Investing, as everyone knows, is a game of patience. You need to have the patience to ride out market busts and resist the attempt to sell during market booms. On the other hand, Traders (a.k.a speculators) have a much shorter time frame as shown below:
- Scalpers : Less than a second to few seconds.
- High Frequency Traders a.k.a. Algorithmic Traders : Order of miliseconds
- Momentum Traders: minutes to few hours
- Swing Traders : A day to a few weeks
- Trend followers / Position Traders : Weeks to Months
The unifying factor in all these types of trading is that they rely heavily on technical analysis and trend following tactics. The odds of getting them right for *really smart* guys is about 50% !!! hence the name "Speculators". :)
Now, coming back to the topic under discussion - I started to ask myself, historically (again no future prediction involved), what is the minimum holding time for long term investors to make money - so I analyzed the rate of returns of the S&P from 1950 to 2010 in 10 year and 20 year investment horizons. The results are summarized below:
Some observations about the data above:
1. Notice how usually 2 bull market phases is followed by a Bear or Sideways market phase. This is what is effectively called "Reversion to the Mean" in efficient market hypothesis !
2. For a stretch of 10 year period, assuming you bought at the beginning of the decade and sold at the end of the decade, you'd have made money in 5 of the 6 decades, which is not bad !
3. The average ROI for a 10 year time horizon is 234% - i.e. 100K becomes 234k
4. For a 20 year holding period, you NEVER LOST MONEY !!!

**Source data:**
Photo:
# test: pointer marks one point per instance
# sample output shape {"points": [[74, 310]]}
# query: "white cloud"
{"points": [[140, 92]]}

**PROBLEMS TO SOLVE:**
1. Write out the post on investment holding periods word for word, starting at "Now, coming back" and ending at "LOST MONEY !!!".
2. In the post on investment holding periods, what time frame is given for swing traders?
3. Using the post on investment holding periods, explain why traders get the name "Speculators."

**ANSWERS PROVIDED:**
1.
Now, coming back to the topic under discussion - I started to ask myself, historically (again no future prediction involved), what is the minimum holding time for long term investors to make money - so I analyzed the rate of returns of the S&P from 1950 to 2010 in 10 year and 20 year investment horizons. The results are summarized below:
Some observations about the data above:
1. Notice how usually 2 bull market phases is followed by a Bear or Sideways market phase. This is what is effectively called "Reversion to the Mean" in efficient market hypothesis !
2. For a stretch of 10 year period, assuming you bought at the beginning of the decade and sold at the end of the decade, you'd have made money in 5 of the 6 decades, which is not bad !
3. The average ROI for a 10 year time horizon is 234% - i.e. 100K becomes 234k
4. For a 20 year holding period, you NEVER LOST MONEY !!!

2. A day to a few weeks.

3. All these types of trading rely heavily on technical analysis and trend-following tactics. Even for really smart traders, the odds of getting them right are only about 50%, so they are called speculators.